** The task **
Continue the passage below on the psychological side of ideal weight calculators, starting right after its last sentence.

** Passage to read **

The Psychological Dimension
Ideal weight calculators can be psychologically loaded. Seeing a number that is significantly different from your current weight can trigger frustration, shame, or unhealthy behaviors. It is important to approach these numbers with the right mindset.
First, recognize that these formulas produce estimates, not verdicts. They do not define your health, your worth, or your fitness level. A formula cannot look at you, measure your cardiovascular fitness, assess your blood markers, or evaluate how strong and capable you are. It only knows your height and sex.
Second, if you are pursuing weight change, focus on the process rather than the destination number. Sustainable fat loss happens at about 0.5-1% of body weight per week. Sustainable muscle gain happens at about 0.25-0.5% of body weight per month for intermediates. These rates are much slower than social media suggests, but they produce lasting results. Crash dieting to reach an “ideal weight” as fast as possible typically leads to muscle loss, metabolic adaptation, and rebound weight gain.
Third, consider setting performance goals alongside or instead of weight goals. Being able to do 10 pull-ups, deadlift 1.5x your body weight, or run a 5K in under 25 minutes are concrete, empowering goals that naturally move your body composition in a healthy direction. The scale number follows from healthy behavior — not the other way around.

** Source data **
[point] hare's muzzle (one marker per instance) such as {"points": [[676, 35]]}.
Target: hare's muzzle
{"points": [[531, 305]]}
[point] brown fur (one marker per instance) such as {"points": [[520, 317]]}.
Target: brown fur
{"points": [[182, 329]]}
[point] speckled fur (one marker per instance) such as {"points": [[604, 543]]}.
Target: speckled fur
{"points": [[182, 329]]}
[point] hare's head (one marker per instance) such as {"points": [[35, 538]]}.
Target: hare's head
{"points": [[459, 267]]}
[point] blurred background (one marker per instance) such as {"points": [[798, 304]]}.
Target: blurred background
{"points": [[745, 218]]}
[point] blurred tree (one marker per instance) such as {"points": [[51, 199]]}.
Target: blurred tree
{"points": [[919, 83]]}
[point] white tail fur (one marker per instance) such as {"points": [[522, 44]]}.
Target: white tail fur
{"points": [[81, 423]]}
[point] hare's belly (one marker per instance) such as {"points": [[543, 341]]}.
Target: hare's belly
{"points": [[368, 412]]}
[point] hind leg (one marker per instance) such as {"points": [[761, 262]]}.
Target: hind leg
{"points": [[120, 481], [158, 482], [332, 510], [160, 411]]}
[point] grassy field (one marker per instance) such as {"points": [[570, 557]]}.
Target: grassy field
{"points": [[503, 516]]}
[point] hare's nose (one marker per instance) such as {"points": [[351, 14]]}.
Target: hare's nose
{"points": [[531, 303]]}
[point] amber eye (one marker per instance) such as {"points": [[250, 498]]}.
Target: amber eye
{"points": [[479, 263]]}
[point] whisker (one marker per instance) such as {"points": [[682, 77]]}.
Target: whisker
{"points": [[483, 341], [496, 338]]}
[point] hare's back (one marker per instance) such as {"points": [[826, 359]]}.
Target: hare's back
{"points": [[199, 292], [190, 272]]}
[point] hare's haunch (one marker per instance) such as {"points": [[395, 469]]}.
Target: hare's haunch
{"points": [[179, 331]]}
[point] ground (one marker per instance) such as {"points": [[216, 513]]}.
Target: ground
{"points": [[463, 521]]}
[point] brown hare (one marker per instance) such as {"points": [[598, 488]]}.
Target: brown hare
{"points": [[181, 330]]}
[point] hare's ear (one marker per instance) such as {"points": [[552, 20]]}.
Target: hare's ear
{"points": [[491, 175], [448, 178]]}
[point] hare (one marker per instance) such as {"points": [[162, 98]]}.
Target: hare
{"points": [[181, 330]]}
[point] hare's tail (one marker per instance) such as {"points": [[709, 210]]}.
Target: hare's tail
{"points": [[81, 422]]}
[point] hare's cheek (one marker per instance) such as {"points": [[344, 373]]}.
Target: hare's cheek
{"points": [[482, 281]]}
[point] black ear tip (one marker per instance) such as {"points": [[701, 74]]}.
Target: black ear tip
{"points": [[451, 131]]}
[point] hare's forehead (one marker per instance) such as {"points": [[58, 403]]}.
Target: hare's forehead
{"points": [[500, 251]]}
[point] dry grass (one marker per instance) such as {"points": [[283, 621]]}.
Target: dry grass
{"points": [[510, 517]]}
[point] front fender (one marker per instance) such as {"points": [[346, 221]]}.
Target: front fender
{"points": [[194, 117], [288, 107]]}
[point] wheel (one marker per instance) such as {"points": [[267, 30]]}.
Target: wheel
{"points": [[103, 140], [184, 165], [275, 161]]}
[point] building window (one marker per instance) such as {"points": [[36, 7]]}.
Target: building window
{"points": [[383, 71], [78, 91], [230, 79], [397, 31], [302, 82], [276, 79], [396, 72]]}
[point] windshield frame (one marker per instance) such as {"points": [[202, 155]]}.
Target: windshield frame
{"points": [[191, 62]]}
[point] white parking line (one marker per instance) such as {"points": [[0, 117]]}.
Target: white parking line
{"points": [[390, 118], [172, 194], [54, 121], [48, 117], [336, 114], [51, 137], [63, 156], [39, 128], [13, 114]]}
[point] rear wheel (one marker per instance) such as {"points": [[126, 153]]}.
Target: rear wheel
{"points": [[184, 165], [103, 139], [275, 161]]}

** Task answer **
A Better Way to Set a Goal Weight
Rather than targeting a single number from one formula, consider this more comprehensive approach:
- Use the healthy BMI weight range (18.5-24.9) as a broad guideline for where your weight might reasonably fall.
- Use the formula average as one data point, not the data point.
- Measure your body fat percentage to understand what your weight is made of. A body fat percentage in the healthy range is more meaningful than hitting a specific scale number.
- Track waist circumference — it is one of the strongest predictors of metabolic health risk, and it is easy to measure at home with a tape measure.
- Consult a healthcare provider who can evaluate your blood pressure, blood lipids, blood sugar, and other markers that actually predict health outcomes.
- Focus on how you feel and perform — energy levels, sleep quality, strength, endurance, and daily function are more meaningful than any formula.
Frequently Overlooked Factors
Several factors that influence healthy weight are rarely discussed in the context of ideal weight calculators. Hydration status can swing your scale weight by 1-3 kg (2-6 lbs) in a single day. Glycogen stores — carbohydrate energy stored in your muscles and liver — account for roughly 0.5-2 kg (1-4 lbs) and fluctuate based on diet and exercise. Women experience cyclical weight fluctuations of 1-3 kg due to hormonal changes throughout the menstrual cycle.
These normal fluctuations mean that even if you somehow determined your true “ideal weight” down to the gram, your scale would not consistently read that number. Day-to-day weight measurements are noisy data. What matters is the trend over weeks and months, not what the scale says on any given morning. This is another reason why body composition metrics (body fat percentage, waist circumference, progress photos) provide more actionable information than scale weight alone.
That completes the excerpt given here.